▶

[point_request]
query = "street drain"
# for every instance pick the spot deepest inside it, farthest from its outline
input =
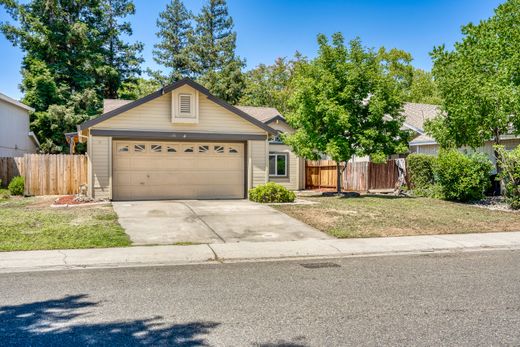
(319, 265)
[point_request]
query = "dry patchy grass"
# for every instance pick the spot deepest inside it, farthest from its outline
(30, 224)
(371, 216)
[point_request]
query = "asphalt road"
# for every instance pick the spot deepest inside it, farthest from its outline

◀

● **The task**: Reproduce the rows above verbatim, leaving out the pictures.

● **Exercise answer**:
[point_request]
query = "street drain"
# for every instance pick the spot deepest inside it, farthest from its outline
input =
(319, 265)
[point_request]
query = "dry patchy grass"
# for every instance pick the spot deepest inside it, farthest from its outline
(30, 224)
(371, 216)
[point_request]
query = "asphalt road"
# for every instance pick the spot deepest inside it, farthest from its outline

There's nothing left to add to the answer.